:: Material for this exercise ::
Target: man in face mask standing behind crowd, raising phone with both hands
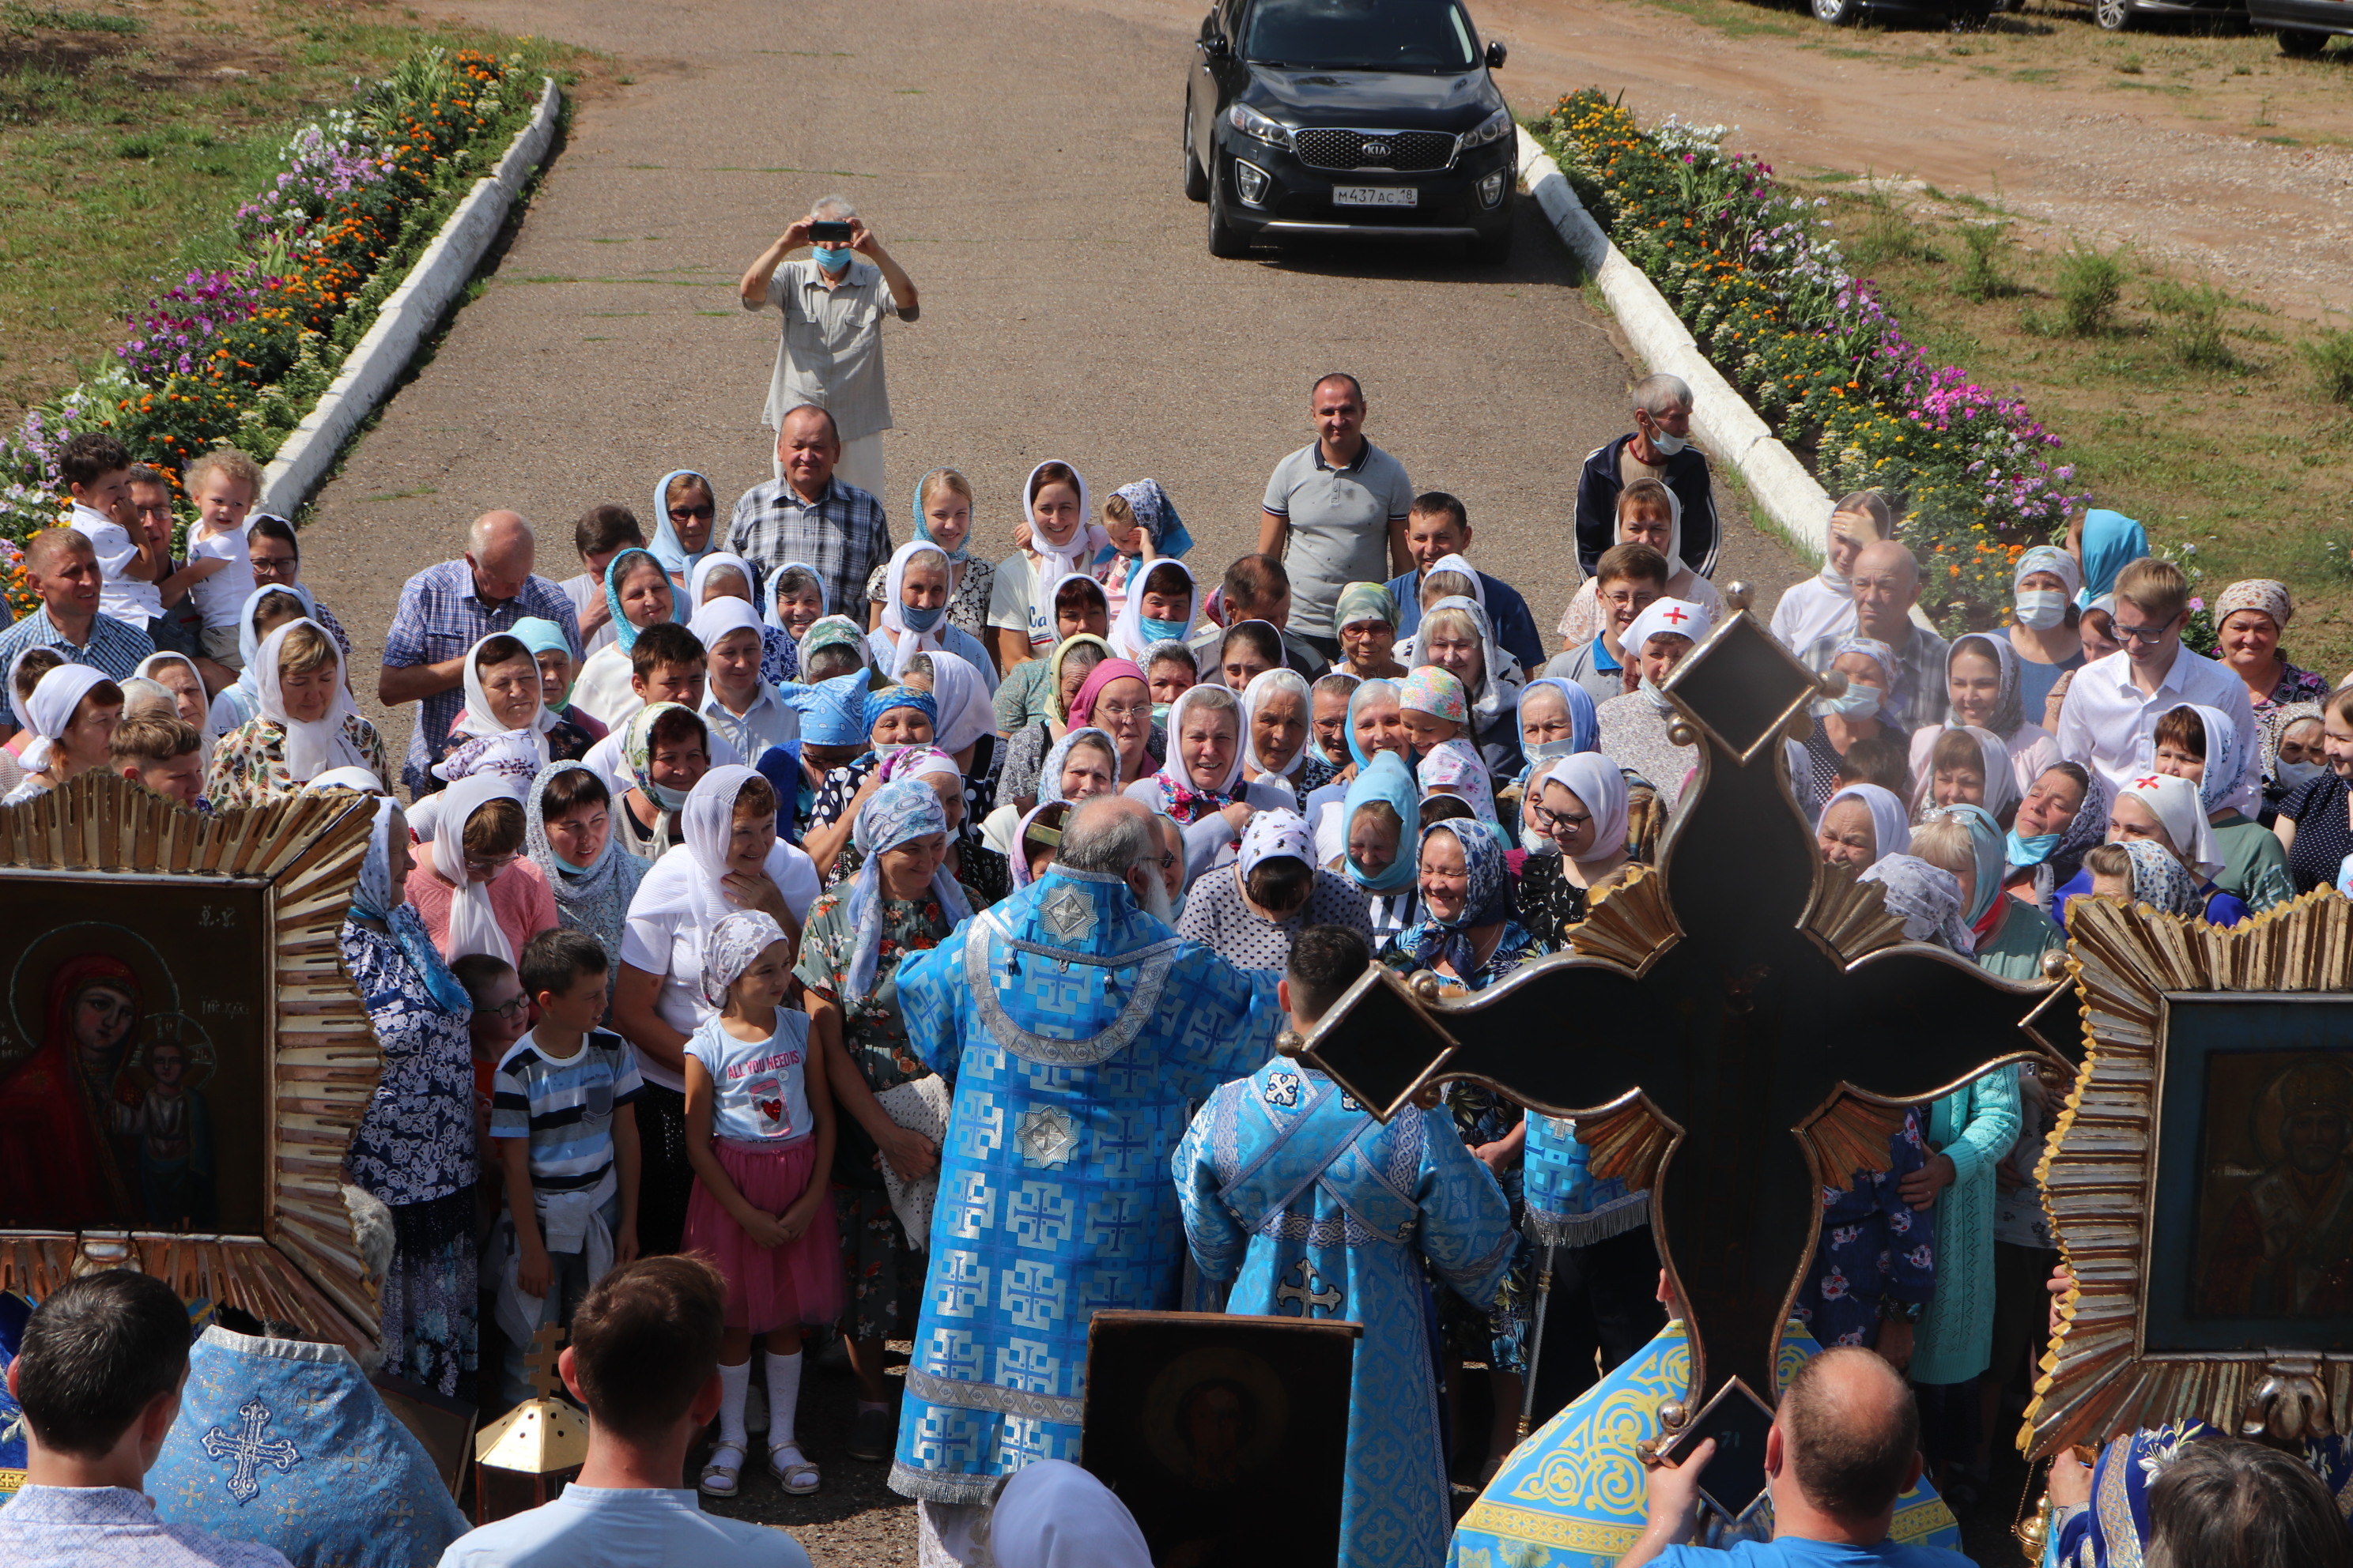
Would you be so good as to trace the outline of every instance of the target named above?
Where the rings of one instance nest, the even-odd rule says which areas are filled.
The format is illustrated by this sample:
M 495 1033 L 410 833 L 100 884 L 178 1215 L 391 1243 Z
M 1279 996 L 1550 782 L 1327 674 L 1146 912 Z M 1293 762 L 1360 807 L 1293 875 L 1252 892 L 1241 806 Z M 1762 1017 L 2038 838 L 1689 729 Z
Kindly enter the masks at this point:
M 802 244 L 805 261 L 786 261 Z M 833 470 L 845 484 L 882 498 L 882 433 L 889 386 L 882 378 L 882 317 L 913 322 L 915 282 L 906 275 L 849 197 L 826 195 L 795 219 L 746 268 L 736 294 L 746 310 L 781 310 L 776 371 L 767 383 L 769 430 L 805 402 L 833 414 L 842 454 Z M 784 477 L 784 458 L 776 458 Z

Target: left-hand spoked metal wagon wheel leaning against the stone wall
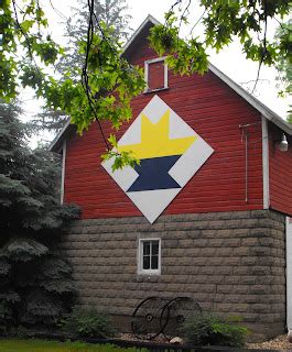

:: Task details ::
Leaving the pictures out, give again word for word each line from the one holding "M 1279 996 L" through the end of the records.

:: Your response ::
M 1279 996 L 1550 782 L 1327 674 L 1146 912 Z M 1293 762 L 1360 807 L 1293 875 L 1252 892 L 1241 806 Z M 1762 1017 L 2038 838 L 1689 729 Z
Kindly enter the masks at this point:
M 802 244 L 805 261 L 786 261 Z M 833 470 L 845 484 L 882 498 L 882 433 L 889 386 L 882 378 L 882 317 L 913 322 L 915 282 L 906 275 L 849 197 L 826 195 L 795 219 L 746 268 L 736 294 L 746 310 L 781 310 L 776 371 L 767 383 L 769 430 L 805 402 L 833 414 L 842 454 Z M 784 477 L 784 458 L 776 458 Z

Target: left-hand spoked metal wagon wheel leaning against the stone wall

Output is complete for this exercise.